Required work:
**a)** List every film title that the review excerpt on video game movies mentions.
**b)** In the review excerpt on video game movies, write out the passage from "Video game movies" up to and including "does Doom fair?".
**c)** Extend the review excerpt on video game movies from its last sentence.

Page excerpt:
= Beginning of Section =

Video game movies are predetermined to fail as long as they insist on holding fast onto their video game roots instead of attempting to succeed as independent cinematic works. Looking at the track record, we see that the two best attempts thus far have been Mortal Kombat and Resident Evil, both of which were directed by Paul Anderson. At best, both films were mediocre (as are all of Anderson’s films with the exception of Event Horizon): for every painfully awkward moment of fandom reference (Johnny Cage signing Scorpion an autograph) or fanboy appeasement (Milla Jovovich jump-kicking a dog), you had consistent storytelling or a buttload of genuinely cool effects to dismiss previous infractions.
So how does Doom fair?

= End of Section =

Dataset excerpts:
= Beginning of Section =

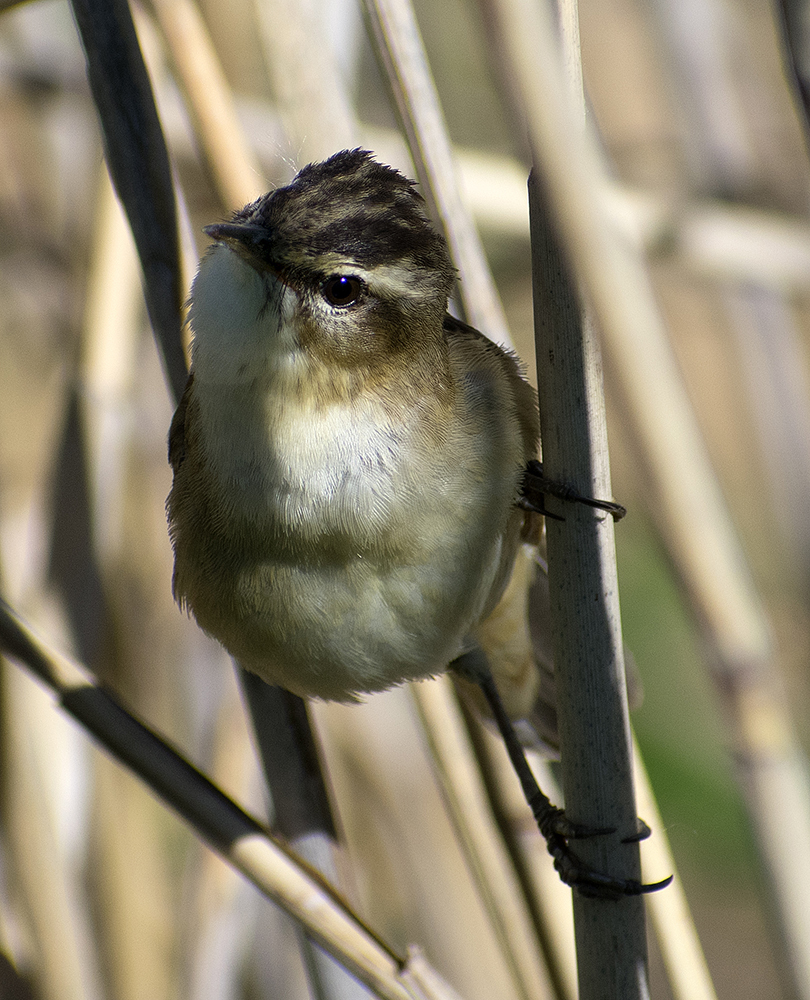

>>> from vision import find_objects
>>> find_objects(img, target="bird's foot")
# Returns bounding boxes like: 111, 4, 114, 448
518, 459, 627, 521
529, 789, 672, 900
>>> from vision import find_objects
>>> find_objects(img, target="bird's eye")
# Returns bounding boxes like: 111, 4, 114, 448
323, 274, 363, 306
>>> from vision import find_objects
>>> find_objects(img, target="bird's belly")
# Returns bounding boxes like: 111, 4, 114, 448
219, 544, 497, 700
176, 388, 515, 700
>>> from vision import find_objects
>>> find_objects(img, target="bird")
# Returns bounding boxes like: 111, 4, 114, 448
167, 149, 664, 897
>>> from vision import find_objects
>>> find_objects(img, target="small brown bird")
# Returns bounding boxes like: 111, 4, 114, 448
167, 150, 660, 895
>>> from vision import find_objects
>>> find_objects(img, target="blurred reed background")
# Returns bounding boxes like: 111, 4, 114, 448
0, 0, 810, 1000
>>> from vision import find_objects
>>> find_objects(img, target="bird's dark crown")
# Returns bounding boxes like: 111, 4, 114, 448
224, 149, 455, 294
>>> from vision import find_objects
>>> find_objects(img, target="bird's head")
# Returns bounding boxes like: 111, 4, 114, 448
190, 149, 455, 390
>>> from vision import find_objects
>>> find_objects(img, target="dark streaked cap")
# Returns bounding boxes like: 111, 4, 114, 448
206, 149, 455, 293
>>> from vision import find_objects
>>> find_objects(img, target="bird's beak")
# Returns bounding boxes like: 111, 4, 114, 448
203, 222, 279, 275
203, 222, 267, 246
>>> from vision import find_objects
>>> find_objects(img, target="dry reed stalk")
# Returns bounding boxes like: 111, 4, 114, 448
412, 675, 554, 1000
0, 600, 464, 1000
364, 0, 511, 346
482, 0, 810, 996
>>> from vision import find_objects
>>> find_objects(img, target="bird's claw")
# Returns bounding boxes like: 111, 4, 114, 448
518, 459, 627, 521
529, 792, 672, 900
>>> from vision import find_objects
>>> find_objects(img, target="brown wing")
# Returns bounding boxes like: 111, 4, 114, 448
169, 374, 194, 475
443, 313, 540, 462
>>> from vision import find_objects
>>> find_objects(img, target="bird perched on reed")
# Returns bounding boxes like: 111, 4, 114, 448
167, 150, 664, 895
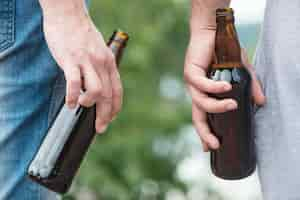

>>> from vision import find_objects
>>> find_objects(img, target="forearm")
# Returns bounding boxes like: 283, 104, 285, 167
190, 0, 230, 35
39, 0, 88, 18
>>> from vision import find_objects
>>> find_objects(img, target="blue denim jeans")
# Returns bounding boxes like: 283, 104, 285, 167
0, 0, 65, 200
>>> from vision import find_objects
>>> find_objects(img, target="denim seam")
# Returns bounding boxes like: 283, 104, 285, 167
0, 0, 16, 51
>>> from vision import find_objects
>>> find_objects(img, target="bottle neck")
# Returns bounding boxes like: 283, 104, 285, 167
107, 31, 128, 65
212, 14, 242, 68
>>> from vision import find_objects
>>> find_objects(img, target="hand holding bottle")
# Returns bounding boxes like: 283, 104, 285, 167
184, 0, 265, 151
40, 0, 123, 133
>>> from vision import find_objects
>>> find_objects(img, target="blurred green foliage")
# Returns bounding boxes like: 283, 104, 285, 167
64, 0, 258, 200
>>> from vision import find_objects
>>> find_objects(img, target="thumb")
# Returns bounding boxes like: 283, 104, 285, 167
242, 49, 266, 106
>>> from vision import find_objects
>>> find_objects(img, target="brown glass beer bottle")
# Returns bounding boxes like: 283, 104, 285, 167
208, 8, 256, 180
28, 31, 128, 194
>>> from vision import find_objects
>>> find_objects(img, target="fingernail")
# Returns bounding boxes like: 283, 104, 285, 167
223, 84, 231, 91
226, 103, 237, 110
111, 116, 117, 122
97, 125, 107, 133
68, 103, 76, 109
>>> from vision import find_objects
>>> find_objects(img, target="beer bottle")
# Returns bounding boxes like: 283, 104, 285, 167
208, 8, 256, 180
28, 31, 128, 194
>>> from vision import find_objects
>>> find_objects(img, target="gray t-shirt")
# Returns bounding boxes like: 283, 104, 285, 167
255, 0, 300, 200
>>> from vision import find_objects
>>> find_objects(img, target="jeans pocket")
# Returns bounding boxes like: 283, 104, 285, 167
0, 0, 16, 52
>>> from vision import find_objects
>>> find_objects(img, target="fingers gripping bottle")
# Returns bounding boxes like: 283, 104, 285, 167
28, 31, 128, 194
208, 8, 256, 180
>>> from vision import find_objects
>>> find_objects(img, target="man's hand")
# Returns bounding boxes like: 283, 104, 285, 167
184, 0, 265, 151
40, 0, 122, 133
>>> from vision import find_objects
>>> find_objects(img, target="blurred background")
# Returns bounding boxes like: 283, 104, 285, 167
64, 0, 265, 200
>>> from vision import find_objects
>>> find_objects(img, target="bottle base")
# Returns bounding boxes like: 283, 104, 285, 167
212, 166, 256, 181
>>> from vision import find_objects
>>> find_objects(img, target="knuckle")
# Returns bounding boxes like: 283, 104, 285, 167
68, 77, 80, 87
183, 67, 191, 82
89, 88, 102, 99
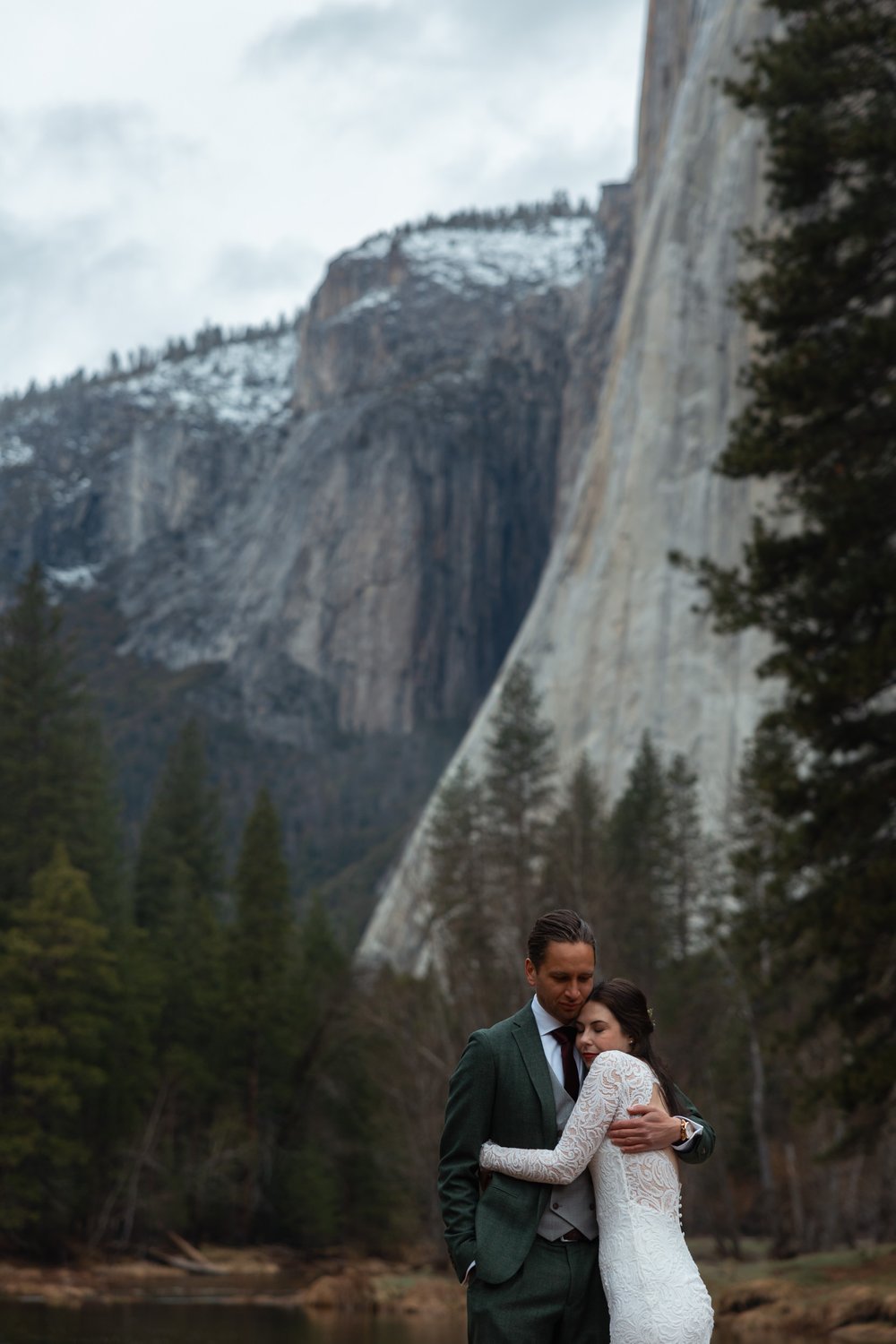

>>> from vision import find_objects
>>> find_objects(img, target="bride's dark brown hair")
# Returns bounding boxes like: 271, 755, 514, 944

= End of Section =

Per-task outputs:
**a)** Mortal Kombat, Resident Evil, Event Horizon, Doom

**b)**
Video game movies are predetermined to fail as long as they insist on holding fast onto their video game roots instead of attempting to succeed as independent cinematic works. Looking at the track record, we see that the two best attempts thus far have been Mortal Kombat and Resident Evil, both of which were directed by Paul Anderson. At best, both films were mediocre (as are all of Anderson’s films with the exception of Event Horizon): for every painfully awkward moment of fandom reference (Johnny Cage signing Scorpion an autograph) or fanboy appeasement (Milla Jovovich jump-kicking a dog), you had consistent storytelling or a buttload of genuinely cool effects to dismiss previous infractions.
So how does Doom fair?

**c)**
Let’s start with the story. Having only played the first Doom and none of its sequels, I can only judge the merit of the plot alone. The movie tediously unfolds the bizarre research that scientists on Mars have been doing. Archaeologists have found skeletal remains on Mars which have an extra chromosome, chromosome 24. They also discover that these inhabitants of Mars also had super-human strength and a rapid healing ability! You can guess what happens next: they start importing convicts and testing them with the extra chromosome. That’s when things start to go wrong and their guinea pigs start mutating into horrific creatures with a fierce appetite for destruction and reproduction. But wait! Apparently, the chromosome’s effects on the body are different depending on the morality of the person infected. As Rosamund Pike’s character points out, 10% of the human genome has yet to be mapped and scientists say that this remaining trek is the “blueprint of soul.” Huh? I thought we mapped the genome in its entirety back in 2003? Anyway, assuming she’s right, the point is that if you’re a bad dude and you get injected with this chromosome or get beast-raped in the neck, you turn into one of the constantly mutating monsters. If you’re a good guy, you turn into a first-person shooter.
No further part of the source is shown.